INFORMATION SUPPLIED.
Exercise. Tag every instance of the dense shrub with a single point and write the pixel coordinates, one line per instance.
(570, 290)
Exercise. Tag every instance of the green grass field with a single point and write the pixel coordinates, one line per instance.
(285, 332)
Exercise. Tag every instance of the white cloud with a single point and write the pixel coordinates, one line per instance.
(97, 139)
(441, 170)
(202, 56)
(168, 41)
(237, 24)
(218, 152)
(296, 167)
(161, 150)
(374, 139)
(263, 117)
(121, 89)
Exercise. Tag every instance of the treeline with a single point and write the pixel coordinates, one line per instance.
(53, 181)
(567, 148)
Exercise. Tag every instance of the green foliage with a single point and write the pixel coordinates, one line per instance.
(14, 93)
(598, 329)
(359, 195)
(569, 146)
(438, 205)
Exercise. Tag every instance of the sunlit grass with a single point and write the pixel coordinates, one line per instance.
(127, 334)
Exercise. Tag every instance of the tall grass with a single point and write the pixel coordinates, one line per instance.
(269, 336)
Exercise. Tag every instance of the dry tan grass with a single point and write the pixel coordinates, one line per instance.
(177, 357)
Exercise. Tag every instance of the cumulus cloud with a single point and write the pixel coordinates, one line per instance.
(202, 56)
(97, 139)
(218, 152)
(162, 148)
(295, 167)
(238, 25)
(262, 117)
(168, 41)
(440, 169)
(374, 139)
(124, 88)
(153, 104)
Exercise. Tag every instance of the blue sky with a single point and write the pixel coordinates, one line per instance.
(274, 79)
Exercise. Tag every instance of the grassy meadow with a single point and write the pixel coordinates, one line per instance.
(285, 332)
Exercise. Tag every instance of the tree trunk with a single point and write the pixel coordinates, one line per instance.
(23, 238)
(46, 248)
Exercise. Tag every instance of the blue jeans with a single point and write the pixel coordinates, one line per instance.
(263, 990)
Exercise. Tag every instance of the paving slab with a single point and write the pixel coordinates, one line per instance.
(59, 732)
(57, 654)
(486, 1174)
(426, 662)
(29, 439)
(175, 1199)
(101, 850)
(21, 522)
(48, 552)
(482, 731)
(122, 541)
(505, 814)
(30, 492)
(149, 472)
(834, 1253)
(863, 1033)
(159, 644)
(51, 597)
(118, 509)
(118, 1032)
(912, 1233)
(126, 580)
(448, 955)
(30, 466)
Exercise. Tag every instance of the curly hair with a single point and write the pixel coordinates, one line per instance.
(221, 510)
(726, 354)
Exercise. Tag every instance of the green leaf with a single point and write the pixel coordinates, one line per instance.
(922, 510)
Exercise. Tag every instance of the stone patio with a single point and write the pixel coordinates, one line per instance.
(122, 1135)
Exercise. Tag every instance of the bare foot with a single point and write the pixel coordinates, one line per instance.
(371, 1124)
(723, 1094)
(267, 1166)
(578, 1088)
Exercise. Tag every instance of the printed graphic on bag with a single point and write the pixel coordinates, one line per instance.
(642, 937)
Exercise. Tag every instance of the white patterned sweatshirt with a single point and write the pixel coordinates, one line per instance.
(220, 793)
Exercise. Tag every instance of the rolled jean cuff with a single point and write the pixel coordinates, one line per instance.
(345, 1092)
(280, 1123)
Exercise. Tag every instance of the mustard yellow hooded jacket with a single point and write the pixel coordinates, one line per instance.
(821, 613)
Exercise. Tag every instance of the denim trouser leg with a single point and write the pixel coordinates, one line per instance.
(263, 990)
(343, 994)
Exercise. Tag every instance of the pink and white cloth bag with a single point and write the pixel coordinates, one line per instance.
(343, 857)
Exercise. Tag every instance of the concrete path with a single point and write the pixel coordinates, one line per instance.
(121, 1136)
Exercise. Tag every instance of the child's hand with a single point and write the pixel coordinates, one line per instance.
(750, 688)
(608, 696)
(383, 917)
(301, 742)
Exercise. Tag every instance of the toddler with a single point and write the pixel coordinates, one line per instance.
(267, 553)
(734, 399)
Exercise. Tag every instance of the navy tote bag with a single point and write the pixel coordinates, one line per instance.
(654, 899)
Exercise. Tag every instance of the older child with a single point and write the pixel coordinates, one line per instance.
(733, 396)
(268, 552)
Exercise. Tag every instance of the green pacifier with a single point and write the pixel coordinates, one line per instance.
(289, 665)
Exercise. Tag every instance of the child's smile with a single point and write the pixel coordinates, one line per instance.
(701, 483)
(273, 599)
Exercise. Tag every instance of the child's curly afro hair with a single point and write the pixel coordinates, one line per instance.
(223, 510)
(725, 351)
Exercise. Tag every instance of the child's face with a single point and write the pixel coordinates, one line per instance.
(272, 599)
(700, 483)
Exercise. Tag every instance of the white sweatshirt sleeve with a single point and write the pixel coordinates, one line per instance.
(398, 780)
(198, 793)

PROBLEM STATEMENT.
Format the lines above as a numbered list, starting with the line containing "Exercise. Tag every instance of the bare" and ending with the line containing "(280, 1123)", both included, and omit any blank lines.

FULL OUTPUT.
1. Exercise. Tag every instance of the bare foot with a single point and write the pixel coordinates, one line per instance.
2. (371, 1124)
3. (723, 1094)
4. (267, 1166)
5. (578, 1088)
6. Exercise. Tag every instance of the printed graphic on bag with a single point and write the pixel coordinates, one line per instance.
7. (642, 937)
8. Exercise. Tag every instance of the white patterned sweatshirt with a single point and write the pixel coordinates, one line per instance.
9. (220, 793)
10. Exercise. Tag every instance of the rolled jean cuff with a single point and write the pixel coordinates, one line per instance.
11. (345, 1092)
12. (280, 1123)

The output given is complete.